> WHAT TO PRODUCE
Could you rewrite every row below as a numbered list, leaving out any blank lines?

-- Start --

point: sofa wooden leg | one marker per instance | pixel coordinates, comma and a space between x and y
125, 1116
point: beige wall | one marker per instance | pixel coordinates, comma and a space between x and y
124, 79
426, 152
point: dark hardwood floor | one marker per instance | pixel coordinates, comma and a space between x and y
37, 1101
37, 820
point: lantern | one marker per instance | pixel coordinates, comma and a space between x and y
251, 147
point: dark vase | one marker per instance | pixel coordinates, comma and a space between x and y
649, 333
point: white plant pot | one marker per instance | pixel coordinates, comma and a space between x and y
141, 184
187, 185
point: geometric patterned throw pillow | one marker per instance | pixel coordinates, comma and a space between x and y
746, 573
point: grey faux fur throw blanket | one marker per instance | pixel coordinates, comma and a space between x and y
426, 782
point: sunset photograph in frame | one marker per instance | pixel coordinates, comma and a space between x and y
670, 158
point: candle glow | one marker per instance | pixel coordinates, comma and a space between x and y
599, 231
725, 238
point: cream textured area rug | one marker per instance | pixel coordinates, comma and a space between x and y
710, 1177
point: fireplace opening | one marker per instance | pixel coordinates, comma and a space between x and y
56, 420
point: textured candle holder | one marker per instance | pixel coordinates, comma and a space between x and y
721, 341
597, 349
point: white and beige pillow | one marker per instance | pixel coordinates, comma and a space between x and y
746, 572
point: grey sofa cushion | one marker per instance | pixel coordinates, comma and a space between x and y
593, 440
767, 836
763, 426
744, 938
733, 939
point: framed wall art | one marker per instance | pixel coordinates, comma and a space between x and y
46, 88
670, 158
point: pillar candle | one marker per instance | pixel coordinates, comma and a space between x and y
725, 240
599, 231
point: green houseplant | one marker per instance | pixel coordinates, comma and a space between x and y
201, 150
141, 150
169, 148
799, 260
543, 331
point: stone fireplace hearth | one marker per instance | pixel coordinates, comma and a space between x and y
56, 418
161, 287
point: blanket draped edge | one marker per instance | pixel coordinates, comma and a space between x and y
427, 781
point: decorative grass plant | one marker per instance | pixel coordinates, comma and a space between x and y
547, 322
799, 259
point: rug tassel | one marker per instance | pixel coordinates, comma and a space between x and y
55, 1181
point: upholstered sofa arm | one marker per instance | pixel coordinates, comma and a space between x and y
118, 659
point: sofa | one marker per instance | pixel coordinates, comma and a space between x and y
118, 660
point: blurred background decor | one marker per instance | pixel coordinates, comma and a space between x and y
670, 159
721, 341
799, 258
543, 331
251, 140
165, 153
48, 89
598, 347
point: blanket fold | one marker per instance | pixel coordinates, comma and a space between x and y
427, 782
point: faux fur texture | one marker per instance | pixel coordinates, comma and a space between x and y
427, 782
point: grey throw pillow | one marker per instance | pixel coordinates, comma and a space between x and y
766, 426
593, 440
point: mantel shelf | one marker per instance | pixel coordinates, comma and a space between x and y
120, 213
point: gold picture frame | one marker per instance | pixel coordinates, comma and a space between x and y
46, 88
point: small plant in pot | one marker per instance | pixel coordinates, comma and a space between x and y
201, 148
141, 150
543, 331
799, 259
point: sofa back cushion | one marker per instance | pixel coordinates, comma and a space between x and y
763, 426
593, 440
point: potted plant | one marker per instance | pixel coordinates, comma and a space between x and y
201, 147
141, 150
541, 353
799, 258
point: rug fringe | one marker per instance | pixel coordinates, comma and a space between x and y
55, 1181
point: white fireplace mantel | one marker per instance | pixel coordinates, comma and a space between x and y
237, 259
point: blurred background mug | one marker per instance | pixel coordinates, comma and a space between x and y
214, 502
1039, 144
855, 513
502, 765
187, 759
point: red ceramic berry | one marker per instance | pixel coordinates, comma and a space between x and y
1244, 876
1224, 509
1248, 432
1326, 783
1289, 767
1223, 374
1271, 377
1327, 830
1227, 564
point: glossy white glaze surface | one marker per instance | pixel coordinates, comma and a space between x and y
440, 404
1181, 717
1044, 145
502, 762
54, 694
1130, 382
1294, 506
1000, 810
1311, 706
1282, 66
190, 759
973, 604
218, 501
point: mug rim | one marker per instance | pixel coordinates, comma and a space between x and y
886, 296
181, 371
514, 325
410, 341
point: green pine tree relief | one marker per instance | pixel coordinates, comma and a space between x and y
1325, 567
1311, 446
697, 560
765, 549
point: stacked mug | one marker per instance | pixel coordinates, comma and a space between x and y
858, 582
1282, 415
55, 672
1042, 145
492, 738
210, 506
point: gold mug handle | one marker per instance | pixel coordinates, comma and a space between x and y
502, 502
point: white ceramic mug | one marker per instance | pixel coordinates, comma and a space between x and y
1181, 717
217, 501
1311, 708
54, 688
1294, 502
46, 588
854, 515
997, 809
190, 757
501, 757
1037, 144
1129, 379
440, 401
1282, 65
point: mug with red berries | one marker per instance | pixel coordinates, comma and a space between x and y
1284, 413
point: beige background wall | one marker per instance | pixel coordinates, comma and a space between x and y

-- End --

> CORRECT OUTPUT
1. point: sofa wooden leg | one marker per instance | pixel coordinates, comma and a space between x and y
2. 125, 1116
3. point: beige wall | one marker per instance | pixel coordinates, comma and a space between x and y
4. 124, 79
5. 426, 152
6. point: dark hardwood floor | one marker per instance | pixel coordinates, comma and a space between x and y
7. 37, 1101
8. 37, 820
9. point: lantern | one marker per instance | pixel coordinates, comma and a space between x and y
10. 251, 147
11. point: dark vase | one marker per instance | pixel coordinates, comma and a space between x and y
12. 649, 333
13. point: white plant pot | one marker per instance | pixel coordinates, comma and a space between x and y
14. 141, 184
15. 187, 185
16. point: geometric patterned throw pillow | one marker per instance | pixel coordinates, comma and a space between x and y
17. 746, 573
18. point: grey faux fur throw blanket | one marker per instance | pixel coordinates, comma and a space between x and y
19. 426, 782
20. point: sunset photograph in frame | one marker per instance | pixel coordinates, comma and a space between x and y
21. 670, 158
22. point: candle glow | one marker per instance | pixel coordinates, comma and a space between x and y
23. 599, 231
24. 725, 238
25. point: cream textured area rug | one marker per instance | pixel coordinates, comma and a space between x and y
26. 710, 1177
27. point: fireplace opening | one marker per instance | pixel coordinates, comma and a space between x and y
28. 56, 420
29. point: textured candle holder | one marker per instance | pixel coordinates, comma and a space between x and y
30. 721, 341
31. 597, 349
32. point: white and beige pillow | one marker per instance | pixel coordinates, comma and a space between x and y
33. 746, 572
34. point: grey sofa cushion | one marker per instance | pixel coordinates, comma and a space between x and y
35. 593, 440
36. 767, 836
37. 763, 426
38. 744, 938
39. 733, 939
40. point: framed wall art | one marker per instance | pixel coordinates, comma and a space between x and y
41. 46, 88
42. 670, 158
43. point: pillar candle | one marker per instance | pixel coordinates, comma and a space between x and y
44. 725, 240
45. 599, 231
46. point: green houseplant | one marker per instance | pixel coordinates, comma and a space between x and y
47. 201, 150
48. 141, 150
49. 169, 148
50. 799, 260
51. 543, 331
52. point: stone fireplace hearth | one marker per instance | pixel coordinates, comma and a space between x and y
53. 56, 418
54. 161, 287
55. point: blanket draped edge | one marker per instance | pixel coordinates, comma and a space between x and y
56. 427, 781
57. point: decorative grass plant | one marker per instance | pixel coordinates, comma and a space between x and y
58. 547, 322
59. 799, 259
60. point: rug tassel | one marker per instance | pixel coordinates, comma and a space between x and y
61. 55, 1181
62. point: upholstered sofa arm | one marker per instance | pixel coordinates, comma and a space between x and y
63. 118, 659
64. point: sofa | one marker per instance | pixel coordinates, comma and a space between x and y
65. 118, 660
66. point: blurred background decor | one marker per instance | pixel coordinates, comma and a space between x and y
67. 670, 159
68. 721, 341
69. 799, 258
70. 543, 331
71. 251, 140
72. 165, 153
73. 48, 89
74. 598, 347
75. point: blanket fold | one marker per instance | pixel coordinates, comma and a space between x and y
76. 427, 782
77. point: faux fur texture | one marker per instance | pixel coordinates, comma and a space between x and y
78. 427, 782
79. point: grey throw pillow | one marker per instance | pixel coordinates, comma and a space between x and y
80. 766, 426
81. 593, 440
82. point: mantel shelf | one marker per instance | pixel coordinates, comma and a space between x and y
83. 120, 213
84. point: gold picture frame | one marker per instance | pixel coordinates, comma and a space between x and y
85. 46, 88
86. point: small plant in pot | one marker per instance | pixel coordinates, comma and a space between x and y
87. 201, 148
88. 141, 150
89. 543, 331
90. 799, 259
91. point: sofa back cushion | one marker per instance | pixel coordinates, comma and a space between x and y
92. 763, 426
93. 593, 440
94. point: potted plant | one marker per instance | pixel coordinates, comma and a space between x and y
95. 201, 147
96. 141, 150
97. 541, 353
98. 799, 258
99. point: rug fringe | one marker per instance | pixel coordinates, comma and a space between x and y
100. 55, 1181
101. point: white fireplace mantel | one marker per instance | pixel coordinates, comma and a space between x and y
102. 237, 259
103. point: blurred background mug | one marker per instance | pixel coordinates, comma and a space between x and y
104. 214, 502
105. 1039, 144
106. 855, 513
107. 502, 765
108. 187, 759
109. point: red ceramic berry | one marker per instance | pixel coordinates, comma and a space between x and y
110. 1244, 876
111. 1224, 509
112. 1248, 432
113. 1326, 783
114. 1289, 767
115. 1223, 374
116. 1271, 377
117. 1327, 830
118. 1227, 564
119. point: glossy white glaze surface | one marker per instance | pixel coordinates, comma and a space between x and y
120. 440, 404
121. 1181, 717
122. 1044, 145
123. 502, 762
124. 54, 694
125. 1130, 382
126. 1294, 506
127. 1000, 810
128. 1311, 706
129. 1282, 66
130. 190, 759
131. 973, 604
132. 218, 501
133. point: mug rim | one marker per instance | pixel coordinates, comma and a space between x and y
134. 886, 296
135. 181, 371
136. 514, 325
137. 410, 341
138. point: green pine tree relief | one marker per instance | pixel coordinates, comma and a space between x and y
139. 1325, 567
140. 1311, 446
141. 697, 560
142. 765, 549
143. point: stacked mug | one marker per instance | pixel coordinates, comma and a space between x and y
144. 858, 582
145. 1282, 415
146. 55, 672
147. 1042, 145
148. 492, 738
149. 210, 506
150. point: gold mug handle | one marker per instance | pixel coordinates, comma and a space between x and y
151. 502, 502
152. point: white ceramic mug | one marker per instance | pixel coordinates, comma and a space between x and y
153. 1181, 717
154. 217, 501
155. 1311, 708
156. 54, 688
157. 1294, 502
158. 46, 588
159. 854, 515
160. 997, 809
161. 190, 757
162. 501, 757
163. 1037, 144
164. 1129, 379
165. 440, 401
166. 1282, 65
167. point: mug with red berries | one marker per instance | pixel coordinates, comma and a space between x and y
168. 1284, 413
169. point: beige background wall | one marker per instance | pixel coordinates, comma and a space between x and y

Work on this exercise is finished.